— Start Given records —
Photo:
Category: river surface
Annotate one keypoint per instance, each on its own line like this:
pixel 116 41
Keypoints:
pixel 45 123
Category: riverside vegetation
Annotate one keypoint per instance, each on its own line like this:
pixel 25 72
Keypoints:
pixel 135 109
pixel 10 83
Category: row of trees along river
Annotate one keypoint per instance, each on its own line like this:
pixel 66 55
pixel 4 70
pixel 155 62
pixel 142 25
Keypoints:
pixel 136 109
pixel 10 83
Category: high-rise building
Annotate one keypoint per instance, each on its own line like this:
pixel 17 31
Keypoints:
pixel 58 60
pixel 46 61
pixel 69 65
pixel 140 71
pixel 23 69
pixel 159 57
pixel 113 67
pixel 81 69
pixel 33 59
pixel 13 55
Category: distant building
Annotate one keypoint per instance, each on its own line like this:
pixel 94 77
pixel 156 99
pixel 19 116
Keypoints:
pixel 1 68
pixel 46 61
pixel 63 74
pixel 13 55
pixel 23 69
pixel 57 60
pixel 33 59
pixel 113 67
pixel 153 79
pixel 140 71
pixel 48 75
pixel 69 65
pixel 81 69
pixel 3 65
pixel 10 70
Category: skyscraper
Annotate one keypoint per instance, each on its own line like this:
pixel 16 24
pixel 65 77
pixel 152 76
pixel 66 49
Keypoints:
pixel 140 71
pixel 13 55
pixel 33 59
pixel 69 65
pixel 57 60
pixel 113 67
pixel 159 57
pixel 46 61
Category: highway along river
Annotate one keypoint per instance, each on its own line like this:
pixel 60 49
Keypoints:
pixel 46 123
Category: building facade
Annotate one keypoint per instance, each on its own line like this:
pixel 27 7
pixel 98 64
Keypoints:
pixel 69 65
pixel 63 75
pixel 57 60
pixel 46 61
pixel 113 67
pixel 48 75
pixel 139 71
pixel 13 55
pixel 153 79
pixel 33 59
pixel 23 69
— End Given records —
▶ [Set exercise] The listing above must be transcribed exactly, line by line.

▶ [Reply]
Photo:
Category: river surface
Annotate one keypoint per instance, each on its own line like this:
pixel 116 41
Keypoints:
pixel 45 123
Category: riverside vegetation
Annotate one keypoint per instance, each on its own line like this:
pixel 25 72
Keypoints:
pixel 135 109
pixel 10 83
Category: row of trees along river
Annotate one keypoint per instance, each on its own line like this:
pixel 66 55
pixel 4 70
pixel 155 62
pixel 142 25
Keypoints:
pixel 136 109
pixel 10 83
Category: high-rise building
Annotate one keypoint per instance, each on its own line like this:
pixel 17 31
Keypoints:
pixel 58 60
pixel 46 61
pixel 69 65
pixel 140 71
pixel 23 69
pixel 159 57
pixel 113 67
pixel 81 69
pixel 33 59
pixel 13 55
Category: distant building
Annotate one keypoint per instance, each on its own line like this:
pixel 94 77
pixel 156 99
pixel 19 116
Keypoints:
pixel 1 68
pixel 46 61
pixel 63 74
pixel 13 55
pixel 23 69
pixel 57 60
pixel 33 59
pixel 113 67
pixel 153 79
pixel 140 71
pixel 48 75
pixel 69 65
pixel 81 69
pixel 3 65
pixel 10 70
Category: skyscraper
Annotate one keypoint per instance, each on its own line like this:
pixel 16 24
pixel 65 77
pixel 152 76
pixel 66 49
Keypoints:
pixel 140 71
pixel 13 55
pixel 33 59
pixel 69 65
pixel 57 60
pixel 113 67
pixel 159 57
pixel 46 61
Category: highway along river
Annotate one keypoint per instance, each on its own line like this:
pixel 60 49
Keypoints:
pixel 46 123
Category: building facade
Annotate one keypoint per instance, each on its own line like this:
pixel 27 7
pixel 98 64
Keypoints:
pixel 69 65
pixel 63 75
pixel 57 60
pixel 46 61
pixel 113 67
pixel 48 75
pixel 139 71
pixel 13 55
pixel 153 79
pixel 33 59
pixel 23 69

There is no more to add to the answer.